[Directive] Turn all of the rows below into a two-column CSV with the headers input and output. Give one line per request, with its text in one quoted field and its answer in the other, and replace line breaks with spaces.
:: The records ::
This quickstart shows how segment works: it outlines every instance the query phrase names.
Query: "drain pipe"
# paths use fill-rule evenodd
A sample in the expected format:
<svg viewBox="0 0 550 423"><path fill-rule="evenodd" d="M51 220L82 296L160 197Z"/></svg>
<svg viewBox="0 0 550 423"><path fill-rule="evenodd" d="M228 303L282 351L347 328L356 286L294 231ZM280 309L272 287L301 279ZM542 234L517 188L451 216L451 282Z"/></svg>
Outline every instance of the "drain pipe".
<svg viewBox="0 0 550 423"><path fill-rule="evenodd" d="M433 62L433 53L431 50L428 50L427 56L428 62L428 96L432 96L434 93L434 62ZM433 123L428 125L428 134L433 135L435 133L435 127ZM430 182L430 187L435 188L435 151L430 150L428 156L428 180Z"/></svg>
:::
[Solution to this exercise]
input,output
"This quickstart shows how segment works: it outlines every instance the query phrase names. Query: ""drain pipe"" # paths use fill-rule evenodd A sample in the expected format: <svg viewBox=""0 0 550 423""><path fill-rule=""evenodd"" d=""M51 220L82 296L160 197Z""/></svg> <svg viewBox=""0 0 550 423""><path fill-rule=""evenodd"" d=""M228 303L282 351L347 328L356 286L294 231ZM280 309L272 287L301 279ZM542 234L517 188L451 216L451 282Z""/></svg> Outline every instance of the ""drain pipe"".","<svg viewBox=""0 0 550 423""><path fill-rule=""evenodd"" d=""M433 62L433 53L431 50L428 50L427 56L428 62L428 96L432 96L434 93L434 62ZM433 123L428 125L428 134L433 135L435 133L435 127ZM430 182L430 187L435 188L435 151L430 150L428 156L428 180Z""/></svg>"